Apply what you read:
1 > In the comment thread on a universal basic income, which country is named as an example of a petro-state with a quasi-UBI?
2 > Continue the comment thread on a universal basic income from the point where it ends.

Document passage:
So spending on a JG or UBI or on Defense, or an any othe boondoggle is nothing more than a policy decision.

Calgacus said...

Yes, of course I am being a bit over the top, but not much. Comparisons to slavery clarify things. To think is to exaggerate. A UBI is uniquely appropriate for it because it demands a colossal amount of money and thus a colossal, impossible amount of labor, dwarfing the defense budget and anything else.
Living wage level of free income say 30,000 year, 300+ million USAns = ten trillion dollars in new spending per year. That isn't inflationary? If it is not inflationary, where are the extra billions of (wage-)slaves whose work will give that money value? And why don't these invisible extra billions deserve a UBI of their own? It's a pyramid scheme of Cantillon effects.

As has been said many times, by MMT economists no less, Government spending and taxation is a coercive act, without which neither Government nor money would be possible?

Glad you bring this up. I think they go a bit too far. The external coercion is only necessary if the government spending and taxing is unreasonable or people do not see the reasons for it. Often the spending and taxing is unreasonable, but often not - otherwise the world would not have become as rich as it is. Explain MMT to everyone, run the government that way, and external coercion would be very, very low; internal coercion, conscience would do almost all the work.

So spending on a JG or UBI or on Defense, or an any other boondoggle is nothing more than a policy decision.

Spending on a JG is always a good decision.
Spending on Defense may be a good decision.
Spending on a UBI is always and everywhere a laughably bad decision. Try it on a desert island with ten or two people - or even one person. Explain how it will magically make things better.

Everything but UBI is a something for something proposition. Reciprocity. One hand washes the other. The "real", "material" world moves along with the nominal, financial. But a UBI is something for nothing - universally. If it is non-inflationary, the wonderful beautiful recipients pursue the wonder of their wonderful existence doing wonderful things - but nothing for the lower people who collect their garbage, build their houses, run their power plant, teach their children etc, etc, etc., who have to work for their money. If that isn't slavery, what is? That's what Kuwait and other petro-states with quasi-UBIs look like. Rich citizens, real people who do nothing, and poor immigrants, slave unpeople who do all the real work.

Dataset content:
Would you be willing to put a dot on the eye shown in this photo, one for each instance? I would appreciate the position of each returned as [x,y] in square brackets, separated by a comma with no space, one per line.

Expected responses:
1 > Kuwait

2 >
Bob Roddis, Hyman Minsky, Abe Lincoln, Leo Tolstoy & me will share some beers laughing at one if it is instituted, but we will have to drink quickly to not avoid seeing the collapse.

Unknown said...

The basic income being talked about is not a living income, and not even a subsistence level income. The income in the Standing experiments was equal to the wages of about three days a month of minimum wage work (Indian Wages) - the original amount was calculated so as to be enough to make a difference for basic needs. This amount was calculated as about a quarter of the income of median-income families, at just above the current official poverty line.- this was all it took to see the remarkable social and individual effects and the effects were many, and some were quite unexpected. Please read the reports. Summary - Unconditional Basic Income: Two pilots in Madhya Pradesh

In general, it served as a buffer, resulted in an ability to bargain for higher wages, and prevented getting into unnecessary debt.

Then there is the North Carolina example - John Sutter, “The argument for a basic income”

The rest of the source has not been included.